-- Given request --
Starting with the line that contains "wood plank in the picture above?", reproduce each line through the end of the entries exactly as written.

'''

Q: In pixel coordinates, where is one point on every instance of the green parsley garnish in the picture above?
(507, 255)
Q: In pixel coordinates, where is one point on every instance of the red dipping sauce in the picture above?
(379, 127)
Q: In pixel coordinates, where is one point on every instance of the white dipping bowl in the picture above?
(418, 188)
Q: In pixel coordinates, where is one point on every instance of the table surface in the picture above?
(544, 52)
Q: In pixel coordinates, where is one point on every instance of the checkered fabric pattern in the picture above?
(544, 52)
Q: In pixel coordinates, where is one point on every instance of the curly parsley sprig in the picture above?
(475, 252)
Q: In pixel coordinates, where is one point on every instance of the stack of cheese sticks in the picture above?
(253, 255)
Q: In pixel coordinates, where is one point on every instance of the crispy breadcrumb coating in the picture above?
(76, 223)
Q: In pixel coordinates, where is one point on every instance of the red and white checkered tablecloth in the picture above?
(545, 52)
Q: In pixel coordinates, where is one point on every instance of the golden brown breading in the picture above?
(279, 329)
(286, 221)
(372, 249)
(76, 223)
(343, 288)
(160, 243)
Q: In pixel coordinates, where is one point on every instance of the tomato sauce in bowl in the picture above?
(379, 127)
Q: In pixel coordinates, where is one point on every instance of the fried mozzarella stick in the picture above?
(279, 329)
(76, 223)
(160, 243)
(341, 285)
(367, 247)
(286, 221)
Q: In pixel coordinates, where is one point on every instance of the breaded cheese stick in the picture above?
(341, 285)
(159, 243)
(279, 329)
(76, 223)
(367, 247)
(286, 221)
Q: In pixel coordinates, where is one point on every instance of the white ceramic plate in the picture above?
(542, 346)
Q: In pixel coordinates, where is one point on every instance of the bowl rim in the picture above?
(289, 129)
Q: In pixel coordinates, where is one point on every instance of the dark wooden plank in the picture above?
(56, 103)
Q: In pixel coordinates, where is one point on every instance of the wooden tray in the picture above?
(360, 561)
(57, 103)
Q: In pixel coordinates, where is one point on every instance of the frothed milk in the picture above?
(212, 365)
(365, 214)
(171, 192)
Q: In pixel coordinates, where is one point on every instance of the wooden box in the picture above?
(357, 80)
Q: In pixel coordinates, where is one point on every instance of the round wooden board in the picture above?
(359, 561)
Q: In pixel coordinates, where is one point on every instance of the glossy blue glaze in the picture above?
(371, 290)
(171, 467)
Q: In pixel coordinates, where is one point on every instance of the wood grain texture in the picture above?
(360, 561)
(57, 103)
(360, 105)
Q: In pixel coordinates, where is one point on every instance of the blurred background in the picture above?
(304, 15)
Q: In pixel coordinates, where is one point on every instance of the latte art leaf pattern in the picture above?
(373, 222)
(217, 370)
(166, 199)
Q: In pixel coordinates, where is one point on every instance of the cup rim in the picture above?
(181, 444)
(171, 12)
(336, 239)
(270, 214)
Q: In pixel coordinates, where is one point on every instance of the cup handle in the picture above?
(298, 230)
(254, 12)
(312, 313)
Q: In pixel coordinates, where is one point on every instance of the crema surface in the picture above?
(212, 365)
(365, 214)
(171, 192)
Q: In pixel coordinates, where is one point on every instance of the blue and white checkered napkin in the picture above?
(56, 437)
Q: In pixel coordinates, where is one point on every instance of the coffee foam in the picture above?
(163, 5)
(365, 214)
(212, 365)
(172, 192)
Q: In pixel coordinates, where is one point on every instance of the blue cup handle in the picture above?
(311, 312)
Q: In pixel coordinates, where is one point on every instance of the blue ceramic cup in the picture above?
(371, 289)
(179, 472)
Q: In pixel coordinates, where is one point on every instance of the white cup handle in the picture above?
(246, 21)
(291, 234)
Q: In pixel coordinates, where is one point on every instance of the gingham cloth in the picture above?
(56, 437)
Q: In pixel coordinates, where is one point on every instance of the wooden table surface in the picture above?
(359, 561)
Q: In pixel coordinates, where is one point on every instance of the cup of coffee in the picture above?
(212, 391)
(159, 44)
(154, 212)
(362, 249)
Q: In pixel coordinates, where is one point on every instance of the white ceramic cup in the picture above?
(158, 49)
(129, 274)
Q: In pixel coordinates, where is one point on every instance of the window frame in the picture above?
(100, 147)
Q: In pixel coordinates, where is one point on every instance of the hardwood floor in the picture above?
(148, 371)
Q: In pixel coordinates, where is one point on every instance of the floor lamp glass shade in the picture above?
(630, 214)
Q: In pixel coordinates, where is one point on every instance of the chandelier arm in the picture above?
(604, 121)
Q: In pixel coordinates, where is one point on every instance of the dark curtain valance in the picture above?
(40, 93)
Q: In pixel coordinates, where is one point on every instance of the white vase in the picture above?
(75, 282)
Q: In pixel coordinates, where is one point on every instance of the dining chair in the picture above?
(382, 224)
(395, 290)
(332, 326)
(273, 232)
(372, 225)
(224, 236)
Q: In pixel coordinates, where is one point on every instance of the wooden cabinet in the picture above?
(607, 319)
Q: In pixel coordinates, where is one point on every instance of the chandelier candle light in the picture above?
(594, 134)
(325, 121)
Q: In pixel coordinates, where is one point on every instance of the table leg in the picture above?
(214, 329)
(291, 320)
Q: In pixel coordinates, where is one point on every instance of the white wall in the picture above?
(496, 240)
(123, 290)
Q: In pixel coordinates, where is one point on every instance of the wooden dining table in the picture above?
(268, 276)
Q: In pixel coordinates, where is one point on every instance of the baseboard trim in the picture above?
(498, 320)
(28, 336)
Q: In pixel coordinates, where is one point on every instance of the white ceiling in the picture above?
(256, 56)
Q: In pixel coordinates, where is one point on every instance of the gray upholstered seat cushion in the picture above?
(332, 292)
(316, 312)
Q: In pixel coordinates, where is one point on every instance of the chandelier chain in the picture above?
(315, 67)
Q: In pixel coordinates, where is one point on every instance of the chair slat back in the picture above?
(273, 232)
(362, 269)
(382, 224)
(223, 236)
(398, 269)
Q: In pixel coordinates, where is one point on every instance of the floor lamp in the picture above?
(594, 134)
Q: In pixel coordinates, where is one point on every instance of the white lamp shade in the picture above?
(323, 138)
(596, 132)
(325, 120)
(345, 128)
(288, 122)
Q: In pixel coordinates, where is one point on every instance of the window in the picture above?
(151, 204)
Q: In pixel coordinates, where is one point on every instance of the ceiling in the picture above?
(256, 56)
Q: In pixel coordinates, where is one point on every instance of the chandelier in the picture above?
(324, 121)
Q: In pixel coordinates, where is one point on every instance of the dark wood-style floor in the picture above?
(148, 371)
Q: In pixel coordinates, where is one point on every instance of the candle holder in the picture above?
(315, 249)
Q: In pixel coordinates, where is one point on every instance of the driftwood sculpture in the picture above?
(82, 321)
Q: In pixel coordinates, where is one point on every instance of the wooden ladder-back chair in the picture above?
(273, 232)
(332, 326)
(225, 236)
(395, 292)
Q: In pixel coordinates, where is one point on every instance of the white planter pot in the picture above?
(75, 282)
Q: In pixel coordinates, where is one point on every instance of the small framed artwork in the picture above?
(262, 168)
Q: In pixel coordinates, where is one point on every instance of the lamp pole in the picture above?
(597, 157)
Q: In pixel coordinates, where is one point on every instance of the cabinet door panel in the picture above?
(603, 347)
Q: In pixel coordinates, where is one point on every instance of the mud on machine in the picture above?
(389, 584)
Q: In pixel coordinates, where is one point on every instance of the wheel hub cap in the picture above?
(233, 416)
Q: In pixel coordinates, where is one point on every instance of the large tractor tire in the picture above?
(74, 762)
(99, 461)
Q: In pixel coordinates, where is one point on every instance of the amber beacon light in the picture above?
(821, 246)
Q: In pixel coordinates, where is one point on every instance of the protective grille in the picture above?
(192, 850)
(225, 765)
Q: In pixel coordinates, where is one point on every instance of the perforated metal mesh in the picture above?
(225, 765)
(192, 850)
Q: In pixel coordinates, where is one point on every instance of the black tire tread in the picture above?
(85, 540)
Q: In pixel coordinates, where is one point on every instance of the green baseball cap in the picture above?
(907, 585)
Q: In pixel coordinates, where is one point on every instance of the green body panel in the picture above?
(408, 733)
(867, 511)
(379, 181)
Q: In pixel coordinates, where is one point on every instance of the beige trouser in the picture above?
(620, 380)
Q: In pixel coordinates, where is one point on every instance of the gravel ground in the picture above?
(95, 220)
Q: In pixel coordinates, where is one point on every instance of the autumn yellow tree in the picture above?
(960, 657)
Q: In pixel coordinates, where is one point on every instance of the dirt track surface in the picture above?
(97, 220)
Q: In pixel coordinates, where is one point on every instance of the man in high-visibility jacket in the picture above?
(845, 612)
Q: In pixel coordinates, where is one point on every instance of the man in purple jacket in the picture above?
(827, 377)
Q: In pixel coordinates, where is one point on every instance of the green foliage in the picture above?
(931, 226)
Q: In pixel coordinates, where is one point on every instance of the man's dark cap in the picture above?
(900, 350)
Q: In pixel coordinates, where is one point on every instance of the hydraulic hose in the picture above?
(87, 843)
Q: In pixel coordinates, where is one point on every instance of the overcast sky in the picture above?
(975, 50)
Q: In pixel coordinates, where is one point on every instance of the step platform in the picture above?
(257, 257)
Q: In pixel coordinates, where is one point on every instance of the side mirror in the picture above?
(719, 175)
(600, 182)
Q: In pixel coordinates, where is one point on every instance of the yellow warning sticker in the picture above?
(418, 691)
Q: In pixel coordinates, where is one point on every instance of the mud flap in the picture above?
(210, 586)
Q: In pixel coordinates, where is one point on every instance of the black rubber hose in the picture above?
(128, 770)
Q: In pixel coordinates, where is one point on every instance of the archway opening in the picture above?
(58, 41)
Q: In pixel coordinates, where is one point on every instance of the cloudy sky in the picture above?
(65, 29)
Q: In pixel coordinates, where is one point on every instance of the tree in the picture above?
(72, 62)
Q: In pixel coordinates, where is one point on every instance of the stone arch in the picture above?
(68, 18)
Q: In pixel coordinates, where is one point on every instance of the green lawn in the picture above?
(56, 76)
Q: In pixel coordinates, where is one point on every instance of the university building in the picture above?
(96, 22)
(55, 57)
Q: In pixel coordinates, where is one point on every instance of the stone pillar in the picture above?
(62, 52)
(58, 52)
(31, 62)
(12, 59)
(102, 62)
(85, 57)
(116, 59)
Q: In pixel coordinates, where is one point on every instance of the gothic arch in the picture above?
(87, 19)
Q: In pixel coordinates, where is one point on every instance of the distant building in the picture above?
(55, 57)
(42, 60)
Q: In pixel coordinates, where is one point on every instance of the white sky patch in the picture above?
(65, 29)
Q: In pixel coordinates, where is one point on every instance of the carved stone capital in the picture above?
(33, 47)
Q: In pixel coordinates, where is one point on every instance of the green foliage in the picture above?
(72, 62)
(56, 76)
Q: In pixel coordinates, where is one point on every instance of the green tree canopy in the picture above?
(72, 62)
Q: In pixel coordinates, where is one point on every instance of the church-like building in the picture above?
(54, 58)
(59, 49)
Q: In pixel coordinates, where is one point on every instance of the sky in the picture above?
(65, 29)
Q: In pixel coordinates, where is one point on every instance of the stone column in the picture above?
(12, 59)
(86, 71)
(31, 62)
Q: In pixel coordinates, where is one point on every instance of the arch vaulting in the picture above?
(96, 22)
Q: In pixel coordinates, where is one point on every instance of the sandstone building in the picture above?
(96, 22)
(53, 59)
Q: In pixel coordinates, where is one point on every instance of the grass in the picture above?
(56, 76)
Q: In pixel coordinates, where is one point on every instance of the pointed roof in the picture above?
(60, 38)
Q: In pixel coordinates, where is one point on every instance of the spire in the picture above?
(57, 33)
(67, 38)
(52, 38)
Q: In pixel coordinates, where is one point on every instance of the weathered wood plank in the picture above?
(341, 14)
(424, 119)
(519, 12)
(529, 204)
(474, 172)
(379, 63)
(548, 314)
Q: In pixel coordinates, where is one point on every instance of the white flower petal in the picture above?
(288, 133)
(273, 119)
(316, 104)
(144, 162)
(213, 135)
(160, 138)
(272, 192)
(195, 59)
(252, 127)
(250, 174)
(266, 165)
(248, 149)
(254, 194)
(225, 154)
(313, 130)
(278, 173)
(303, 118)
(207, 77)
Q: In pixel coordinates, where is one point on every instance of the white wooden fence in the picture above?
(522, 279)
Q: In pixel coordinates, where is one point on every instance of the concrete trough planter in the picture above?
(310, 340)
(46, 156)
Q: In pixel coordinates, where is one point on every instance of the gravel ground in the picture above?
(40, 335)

'''

-- Solution to this exercise --
Q: In pixel coordinates, where is one point on every instance of the weathered wood plank in the picture above?
(341, 14)
(424, 119)
(519, 12)
(529, 204)
(474, 172)
(379, 63)
(548, 314)
Q: In pixel coordinates, where is one point on every instance of the white flower petal in the picture above?
(288, 133)
(273, 119)
(316, 104)
(144, 162)
(213, 135)
(160, 138)
(272, 192)
(195, 59)
(252, 127)
(250, 174)
(266, 165)
(248, 149)
(254, 194)
(225, 154)
(313, 130)
(278, 173)
(303, 118)
(207, 77)
Q: In pixel coordinates, where is one point on every instance of the white wooden fence in the picture above?
(522, 279)
Q: In pixel coordinates, where is one point on every instance of the concrete trough planter in the picture above?
(310, 340)
(46, 156)
Q: In pixel coordinates, where is one point on every instance of the gravel ground in the picture above?
(40, 335)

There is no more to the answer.